PASSAGE
____________
Abstract Body (Do not enter title and authors here): Background: Atherogenesis often develops in regions with disturbed blood flow (d-flow), involving increased ERK5 and p53 SUMOylation due to SENP2 T368 phosphorylation, leading to increased ERK5 and p53 SUMOylation, contributing to endothelial cell (EC) activation. Conversely, laminar flow (l-flow) induces SENP2 S344 phosphorylation, reducing ERK5 and p53 SUMOylation, thereby suppressing EC activation. The presence of senescent ECs in atherosclerotic plaques suggests that d-flow-induced EC senescence may contribute to atherogenesis, possibly due to metabolic changes. EC glycolysis is crucial for NO production and atheroprotection, however, it is inhibited by l-flow, indicating that l-flow protective effects extend beyond glycolysis.

Methods: In ECs from wild-type mice exposed to l-flow, the expression of DDIAS increases, regulated by SENP2 S344 phosphorylation. DDIAS interacts with ACLY, a key regulator of fatty acid metabolism and vascular function. We performed LC-MS and IC-MS analyses on ECs with DDIAS knocked down or control siRNA exposed to l-flow, using ¹³C₂-gucose or ¹³C₅-glutamine to trace metabolic changes. HMG-CoA, acetyl-CoA, and CoQ levels were measured using LC-MS and triple quadrupole LC-MS/MS.
____________
EXTRACTED INFORMATION
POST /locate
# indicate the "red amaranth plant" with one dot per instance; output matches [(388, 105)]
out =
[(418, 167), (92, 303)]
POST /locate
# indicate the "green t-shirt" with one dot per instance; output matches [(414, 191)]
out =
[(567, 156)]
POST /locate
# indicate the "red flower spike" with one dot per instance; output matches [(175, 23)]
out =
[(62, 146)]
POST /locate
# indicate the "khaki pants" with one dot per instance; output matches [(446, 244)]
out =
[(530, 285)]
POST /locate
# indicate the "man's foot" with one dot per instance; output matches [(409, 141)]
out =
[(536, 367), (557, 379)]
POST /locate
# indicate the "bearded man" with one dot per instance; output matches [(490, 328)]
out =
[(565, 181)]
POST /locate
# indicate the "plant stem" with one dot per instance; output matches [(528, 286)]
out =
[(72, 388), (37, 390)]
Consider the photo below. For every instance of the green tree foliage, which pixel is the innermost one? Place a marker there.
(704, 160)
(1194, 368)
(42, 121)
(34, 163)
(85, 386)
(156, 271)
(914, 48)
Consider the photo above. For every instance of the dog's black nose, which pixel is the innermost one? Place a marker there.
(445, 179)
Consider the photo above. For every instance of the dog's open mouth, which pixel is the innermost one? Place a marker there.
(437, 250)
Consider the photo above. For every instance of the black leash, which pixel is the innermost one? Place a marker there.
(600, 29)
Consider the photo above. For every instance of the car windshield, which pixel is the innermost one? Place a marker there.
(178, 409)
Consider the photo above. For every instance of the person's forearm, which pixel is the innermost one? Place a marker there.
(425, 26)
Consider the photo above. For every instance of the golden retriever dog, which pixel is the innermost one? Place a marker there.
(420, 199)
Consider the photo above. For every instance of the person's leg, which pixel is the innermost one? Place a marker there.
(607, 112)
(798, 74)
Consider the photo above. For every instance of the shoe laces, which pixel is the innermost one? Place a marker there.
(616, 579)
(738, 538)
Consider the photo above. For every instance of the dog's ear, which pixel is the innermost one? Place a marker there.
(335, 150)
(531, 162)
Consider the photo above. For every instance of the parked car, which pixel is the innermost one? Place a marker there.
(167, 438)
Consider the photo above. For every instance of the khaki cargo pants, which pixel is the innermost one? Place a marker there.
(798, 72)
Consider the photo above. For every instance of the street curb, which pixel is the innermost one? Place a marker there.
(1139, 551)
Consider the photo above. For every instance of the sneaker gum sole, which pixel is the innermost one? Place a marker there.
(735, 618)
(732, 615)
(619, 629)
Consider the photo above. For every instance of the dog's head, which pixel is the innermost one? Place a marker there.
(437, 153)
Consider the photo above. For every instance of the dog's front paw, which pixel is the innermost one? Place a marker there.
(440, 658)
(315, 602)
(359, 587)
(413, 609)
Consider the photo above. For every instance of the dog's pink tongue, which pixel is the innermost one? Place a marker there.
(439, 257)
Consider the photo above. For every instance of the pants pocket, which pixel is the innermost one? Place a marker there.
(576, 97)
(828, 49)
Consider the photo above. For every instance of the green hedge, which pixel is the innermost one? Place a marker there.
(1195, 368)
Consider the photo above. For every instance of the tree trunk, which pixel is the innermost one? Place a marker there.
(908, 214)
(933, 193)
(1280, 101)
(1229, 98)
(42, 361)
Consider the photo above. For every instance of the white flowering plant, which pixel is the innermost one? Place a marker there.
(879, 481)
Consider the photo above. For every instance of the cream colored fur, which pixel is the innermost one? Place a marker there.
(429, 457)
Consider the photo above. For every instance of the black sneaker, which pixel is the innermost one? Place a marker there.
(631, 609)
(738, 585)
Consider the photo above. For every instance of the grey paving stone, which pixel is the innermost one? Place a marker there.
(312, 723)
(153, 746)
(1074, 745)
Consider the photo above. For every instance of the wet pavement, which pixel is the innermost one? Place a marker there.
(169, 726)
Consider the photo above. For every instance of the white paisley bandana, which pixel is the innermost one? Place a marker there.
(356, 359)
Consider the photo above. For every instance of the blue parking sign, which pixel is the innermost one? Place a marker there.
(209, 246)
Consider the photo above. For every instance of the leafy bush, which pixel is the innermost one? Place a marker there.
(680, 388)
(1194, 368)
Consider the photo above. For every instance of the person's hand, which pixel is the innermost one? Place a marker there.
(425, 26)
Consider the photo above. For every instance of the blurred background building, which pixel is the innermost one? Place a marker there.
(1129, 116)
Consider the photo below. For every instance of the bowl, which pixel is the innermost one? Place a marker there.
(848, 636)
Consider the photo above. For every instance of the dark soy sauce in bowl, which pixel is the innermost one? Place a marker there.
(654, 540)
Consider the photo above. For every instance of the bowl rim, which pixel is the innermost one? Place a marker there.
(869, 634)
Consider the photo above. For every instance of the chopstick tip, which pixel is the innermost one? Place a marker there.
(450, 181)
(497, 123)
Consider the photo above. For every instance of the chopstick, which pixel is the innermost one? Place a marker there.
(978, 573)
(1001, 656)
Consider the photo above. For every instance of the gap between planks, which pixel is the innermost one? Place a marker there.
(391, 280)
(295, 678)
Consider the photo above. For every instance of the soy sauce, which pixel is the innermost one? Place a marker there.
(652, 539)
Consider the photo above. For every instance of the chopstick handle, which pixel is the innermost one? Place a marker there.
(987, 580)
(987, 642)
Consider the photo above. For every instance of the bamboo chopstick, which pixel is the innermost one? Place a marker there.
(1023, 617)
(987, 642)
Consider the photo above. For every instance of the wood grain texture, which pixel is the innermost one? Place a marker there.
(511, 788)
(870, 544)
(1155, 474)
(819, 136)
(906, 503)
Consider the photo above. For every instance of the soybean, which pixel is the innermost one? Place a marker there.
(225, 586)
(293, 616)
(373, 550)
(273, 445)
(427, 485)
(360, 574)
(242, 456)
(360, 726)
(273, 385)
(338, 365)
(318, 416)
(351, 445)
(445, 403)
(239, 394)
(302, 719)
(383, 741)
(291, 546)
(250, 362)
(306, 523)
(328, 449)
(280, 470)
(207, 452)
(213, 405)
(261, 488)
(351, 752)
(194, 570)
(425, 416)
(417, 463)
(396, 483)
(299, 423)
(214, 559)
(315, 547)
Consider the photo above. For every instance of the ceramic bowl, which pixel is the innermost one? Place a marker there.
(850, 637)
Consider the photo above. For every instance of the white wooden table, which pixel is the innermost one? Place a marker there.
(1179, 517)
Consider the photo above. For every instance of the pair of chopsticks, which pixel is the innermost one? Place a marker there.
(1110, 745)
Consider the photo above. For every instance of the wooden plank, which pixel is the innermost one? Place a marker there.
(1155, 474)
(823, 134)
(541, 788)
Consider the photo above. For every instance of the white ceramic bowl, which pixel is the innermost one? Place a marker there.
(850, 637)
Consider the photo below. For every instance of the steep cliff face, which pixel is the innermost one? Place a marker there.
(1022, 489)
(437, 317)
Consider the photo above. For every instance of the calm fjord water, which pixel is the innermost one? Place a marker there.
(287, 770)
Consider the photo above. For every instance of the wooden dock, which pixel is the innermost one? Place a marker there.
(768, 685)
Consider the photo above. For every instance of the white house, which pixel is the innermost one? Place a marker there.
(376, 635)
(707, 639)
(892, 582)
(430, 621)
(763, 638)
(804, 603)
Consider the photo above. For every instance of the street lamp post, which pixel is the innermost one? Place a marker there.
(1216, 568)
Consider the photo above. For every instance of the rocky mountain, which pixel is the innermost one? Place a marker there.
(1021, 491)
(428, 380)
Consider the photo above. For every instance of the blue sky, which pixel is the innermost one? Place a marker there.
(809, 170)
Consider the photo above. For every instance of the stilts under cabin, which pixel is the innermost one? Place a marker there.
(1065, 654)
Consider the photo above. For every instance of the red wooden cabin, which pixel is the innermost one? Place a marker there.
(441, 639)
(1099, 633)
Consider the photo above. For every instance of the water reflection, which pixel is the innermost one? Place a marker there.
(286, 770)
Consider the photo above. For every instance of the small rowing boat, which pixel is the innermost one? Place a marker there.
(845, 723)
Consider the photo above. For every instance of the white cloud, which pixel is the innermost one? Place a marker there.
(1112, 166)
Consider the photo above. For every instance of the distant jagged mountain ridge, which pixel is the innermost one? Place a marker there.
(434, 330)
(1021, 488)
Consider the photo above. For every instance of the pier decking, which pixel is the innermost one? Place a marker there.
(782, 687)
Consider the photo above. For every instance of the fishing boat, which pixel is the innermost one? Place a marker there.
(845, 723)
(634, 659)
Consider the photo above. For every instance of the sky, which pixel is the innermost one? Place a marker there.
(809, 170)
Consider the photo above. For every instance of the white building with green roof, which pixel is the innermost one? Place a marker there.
____________
WHAT TO DO
[a] In the abstract on blood flow and endothelial cells, which SENP2 phosphorylation site does laminar flow induce?
[b] Continue the abstract on blood flow and endothelial cells from its last sentence.
The items play no part in what comes next.

RESULTS IN ORDER
[a] S344

[b]
Results: L-flow enhances glycolysis and glutaminolysis, significantly increasing TCA cycle intermediates through upregulated glutamine pathways. DDIAS expression and its interaction with ACLY are also increased by l-flow. Without DDIAS, the ACLY-mediated mevalonate pathway is inhibited, reducing l-flow-induced antioxidant mechanisms. Thus, the DDIAS-ACLY complex is crucial for the antioxidant response triggered by L-flow, which is essential for supporting angiogenesis after hindlimb ischemia. L-flow-induced increases in HMG-CoA and CoQ are inhibited by DDIAS depletion, highlighting the importance of DDIAS in maintaining the balance of metabolic and antioxidant pathways under L-flow. We are investigating the role of DDIAS-ACLY complex on l-flow-mediated upregulation of glycolysis and glutaminolysis.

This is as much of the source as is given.